--- Supplied data ---

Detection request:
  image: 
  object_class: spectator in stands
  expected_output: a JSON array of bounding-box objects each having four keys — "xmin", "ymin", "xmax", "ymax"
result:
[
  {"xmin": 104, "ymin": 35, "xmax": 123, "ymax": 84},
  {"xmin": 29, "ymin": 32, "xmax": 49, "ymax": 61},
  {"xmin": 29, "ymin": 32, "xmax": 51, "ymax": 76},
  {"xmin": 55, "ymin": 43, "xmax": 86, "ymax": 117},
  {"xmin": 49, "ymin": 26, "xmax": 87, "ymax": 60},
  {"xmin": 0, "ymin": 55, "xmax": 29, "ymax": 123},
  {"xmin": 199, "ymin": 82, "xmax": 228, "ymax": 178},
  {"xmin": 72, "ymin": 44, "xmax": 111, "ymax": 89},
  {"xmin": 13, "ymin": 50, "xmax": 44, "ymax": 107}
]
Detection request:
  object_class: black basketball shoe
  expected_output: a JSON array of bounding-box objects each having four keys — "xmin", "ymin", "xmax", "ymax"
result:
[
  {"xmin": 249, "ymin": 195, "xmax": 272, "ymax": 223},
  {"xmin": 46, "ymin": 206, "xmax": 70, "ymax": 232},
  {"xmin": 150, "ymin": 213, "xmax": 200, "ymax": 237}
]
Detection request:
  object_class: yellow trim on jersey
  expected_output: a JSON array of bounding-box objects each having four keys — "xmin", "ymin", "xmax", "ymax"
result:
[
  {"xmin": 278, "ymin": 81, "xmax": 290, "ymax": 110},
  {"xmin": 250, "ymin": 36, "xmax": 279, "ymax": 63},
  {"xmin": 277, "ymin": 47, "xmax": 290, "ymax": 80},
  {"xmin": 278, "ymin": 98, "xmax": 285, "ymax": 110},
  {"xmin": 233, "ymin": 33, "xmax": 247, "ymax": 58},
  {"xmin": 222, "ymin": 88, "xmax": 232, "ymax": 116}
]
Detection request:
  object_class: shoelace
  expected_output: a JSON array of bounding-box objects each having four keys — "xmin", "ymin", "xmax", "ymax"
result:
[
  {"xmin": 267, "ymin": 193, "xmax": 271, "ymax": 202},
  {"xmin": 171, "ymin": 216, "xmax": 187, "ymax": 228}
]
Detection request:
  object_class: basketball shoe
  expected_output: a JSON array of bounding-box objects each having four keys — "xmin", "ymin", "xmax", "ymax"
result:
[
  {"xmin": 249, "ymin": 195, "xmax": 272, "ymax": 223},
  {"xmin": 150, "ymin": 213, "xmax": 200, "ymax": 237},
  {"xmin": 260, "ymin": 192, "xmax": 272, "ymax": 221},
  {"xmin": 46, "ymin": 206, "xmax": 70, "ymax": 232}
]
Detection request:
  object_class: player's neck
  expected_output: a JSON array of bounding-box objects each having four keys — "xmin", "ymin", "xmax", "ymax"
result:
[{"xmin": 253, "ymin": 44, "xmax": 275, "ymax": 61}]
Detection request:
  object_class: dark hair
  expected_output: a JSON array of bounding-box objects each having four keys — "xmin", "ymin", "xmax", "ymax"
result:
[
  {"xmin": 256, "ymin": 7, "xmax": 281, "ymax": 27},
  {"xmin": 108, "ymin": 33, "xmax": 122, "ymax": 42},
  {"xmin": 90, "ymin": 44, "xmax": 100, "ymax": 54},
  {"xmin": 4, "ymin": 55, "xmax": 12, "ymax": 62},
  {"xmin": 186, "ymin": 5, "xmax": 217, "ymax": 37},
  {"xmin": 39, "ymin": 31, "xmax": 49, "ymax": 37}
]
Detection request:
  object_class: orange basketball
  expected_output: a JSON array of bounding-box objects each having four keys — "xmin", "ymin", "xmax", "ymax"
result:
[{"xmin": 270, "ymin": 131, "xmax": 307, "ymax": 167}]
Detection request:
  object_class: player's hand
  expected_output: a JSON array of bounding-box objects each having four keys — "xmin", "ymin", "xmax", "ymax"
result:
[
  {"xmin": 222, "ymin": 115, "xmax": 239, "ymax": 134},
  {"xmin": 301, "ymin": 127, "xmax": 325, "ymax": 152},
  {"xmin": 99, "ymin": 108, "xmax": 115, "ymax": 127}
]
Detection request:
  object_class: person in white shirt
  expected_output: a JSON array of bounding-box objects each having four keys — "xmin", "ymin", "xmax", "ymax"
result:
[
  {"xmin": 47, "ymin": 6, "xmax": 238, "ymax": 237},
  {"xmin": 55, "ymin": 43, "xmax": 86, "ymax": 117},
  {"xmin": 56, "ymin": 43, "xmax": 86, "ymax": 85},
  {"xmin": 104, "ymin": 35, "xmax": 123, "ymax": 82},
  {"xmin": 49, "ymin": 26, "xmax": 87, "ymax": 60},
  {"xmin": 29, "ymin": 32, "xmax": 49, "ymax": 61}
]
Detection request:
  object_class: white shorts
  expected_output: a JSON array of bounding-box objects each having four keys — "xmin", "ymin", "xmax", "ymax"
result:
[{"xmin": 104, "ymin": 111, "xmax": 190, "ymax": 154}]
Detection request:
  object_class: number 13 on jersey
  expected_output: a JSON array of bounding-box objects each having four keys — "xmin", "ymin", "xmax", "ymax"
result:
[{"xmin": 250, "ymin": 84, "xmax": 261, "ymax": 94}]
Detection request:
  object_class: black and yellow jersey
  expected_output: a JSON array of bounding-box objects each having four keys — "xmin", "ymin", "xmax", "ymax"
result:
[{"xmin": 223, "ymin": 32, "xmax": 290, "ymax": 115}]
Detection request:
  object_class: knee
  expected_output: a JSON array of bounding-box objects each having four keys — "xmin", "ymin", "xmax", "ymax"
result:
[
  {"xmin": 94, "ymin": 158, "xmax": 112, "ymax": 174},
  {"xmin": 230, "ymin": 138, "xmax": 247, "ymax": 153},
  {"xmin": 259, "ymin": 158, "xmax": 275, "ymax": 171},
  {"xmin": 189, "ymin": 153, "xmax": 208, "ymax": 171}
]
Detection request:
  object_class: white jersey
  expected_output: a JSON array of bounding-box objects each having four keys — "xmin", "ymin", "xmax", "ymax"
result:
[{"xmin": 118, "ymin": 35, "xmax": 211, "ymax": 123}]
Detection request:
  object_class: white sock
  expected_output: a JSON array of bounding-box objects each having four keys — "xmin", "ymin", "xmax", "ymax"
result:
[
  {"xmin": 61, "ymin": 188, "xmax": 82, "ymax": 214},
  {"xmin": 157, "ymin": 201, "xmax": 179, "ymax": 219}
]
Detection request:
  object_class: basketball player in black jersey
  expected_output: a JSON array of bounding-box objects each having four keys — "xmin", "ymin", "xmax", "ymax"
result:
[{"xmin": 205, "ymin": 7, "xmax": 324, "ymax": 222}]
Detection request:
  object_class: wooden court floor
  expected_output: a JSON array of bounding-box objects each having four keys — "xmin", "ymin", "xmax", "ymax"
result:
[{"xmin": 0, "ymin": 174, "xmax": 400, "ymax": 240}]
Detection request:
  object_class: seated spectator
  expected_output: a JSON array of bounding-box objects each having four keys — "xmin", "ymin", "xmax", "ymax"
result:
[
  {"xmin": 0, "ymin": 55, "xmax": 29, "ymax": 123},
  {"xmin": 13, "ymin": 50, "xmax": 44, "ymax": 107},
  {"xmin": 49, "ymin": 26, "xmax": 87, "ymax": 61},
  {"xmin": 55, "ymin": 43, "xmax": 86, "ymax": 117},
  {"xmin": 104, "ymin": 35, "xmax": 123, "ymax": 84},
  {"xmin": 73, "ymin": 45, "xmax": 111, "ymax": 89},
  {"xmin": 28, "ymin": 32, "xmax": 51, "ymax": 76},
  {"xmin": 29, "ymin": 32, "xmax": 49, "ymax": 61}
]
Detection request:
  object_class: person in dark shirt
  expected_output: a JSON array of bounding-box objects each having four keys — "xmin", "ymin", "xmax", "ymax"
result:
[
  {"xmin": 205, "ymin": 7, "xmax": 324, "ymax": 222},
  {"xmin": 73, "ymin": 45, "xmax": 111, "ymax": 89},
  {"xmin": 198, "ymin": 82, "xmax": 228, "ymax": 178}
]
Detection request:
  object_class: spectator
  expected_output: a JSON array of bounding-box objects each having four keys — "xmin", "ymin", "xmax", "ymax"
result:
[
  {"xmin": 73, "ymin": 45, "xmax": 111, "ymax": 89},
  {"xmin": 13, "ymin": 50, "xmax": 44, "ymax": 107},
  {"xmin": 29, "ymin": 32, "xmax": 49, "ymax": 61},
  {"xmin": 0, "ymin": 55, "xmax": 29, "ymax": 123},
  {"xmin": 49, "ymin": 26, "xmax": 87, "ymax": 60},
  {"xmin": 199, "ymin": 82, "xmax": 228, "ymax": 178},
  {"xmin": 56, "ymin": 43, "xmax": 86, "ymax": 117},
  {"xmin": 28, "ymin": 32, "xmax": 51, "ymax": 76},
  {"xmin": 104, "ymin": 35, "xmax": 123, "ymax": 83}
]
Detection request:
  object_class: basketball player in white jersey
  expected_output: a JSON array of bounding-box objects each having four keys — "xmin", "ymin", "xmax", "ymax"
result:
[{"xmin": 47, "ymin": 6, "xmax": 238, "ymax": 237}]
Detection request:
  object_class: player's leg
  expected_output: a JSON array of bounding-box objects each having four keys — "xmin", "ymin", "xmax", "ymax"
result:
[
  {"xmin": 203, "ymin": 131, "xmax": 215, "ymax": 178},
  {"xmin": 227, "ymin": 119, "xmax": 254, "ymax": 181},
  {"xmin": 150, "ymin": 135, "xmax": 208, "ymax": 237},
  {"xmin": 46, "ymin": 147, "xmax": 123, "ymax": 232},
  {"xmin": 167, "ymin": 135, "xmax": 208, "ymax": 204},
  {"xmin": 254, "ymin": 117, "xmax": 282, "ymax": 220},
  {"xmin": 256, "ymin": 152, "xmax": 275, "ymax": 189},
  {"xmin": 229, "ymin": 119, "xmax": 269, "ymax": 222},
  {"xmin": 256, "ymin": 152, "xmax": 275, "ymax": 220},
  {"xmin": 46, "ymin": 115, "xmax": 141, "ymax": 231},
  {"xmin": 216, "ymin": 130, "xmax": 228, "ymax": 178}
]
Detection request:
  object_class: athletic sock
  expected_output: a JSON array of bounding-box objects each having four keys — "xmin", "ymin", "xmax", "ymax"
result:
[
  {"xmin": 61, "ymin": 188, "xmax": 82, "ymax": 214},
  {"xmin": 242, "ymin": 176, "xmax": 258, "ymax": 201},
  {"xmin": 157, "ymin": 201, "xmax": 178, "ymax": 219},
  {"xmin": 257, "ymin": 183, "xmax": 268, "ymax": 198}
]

---

**What the task asks:** List each line of the material that contains the word "white".

**Solved problem:**
  object_class: person in white shirt
  object_class: white shorts
  object_class: white jersey
  object_class: white sock
  object_class: basketball player in white jersey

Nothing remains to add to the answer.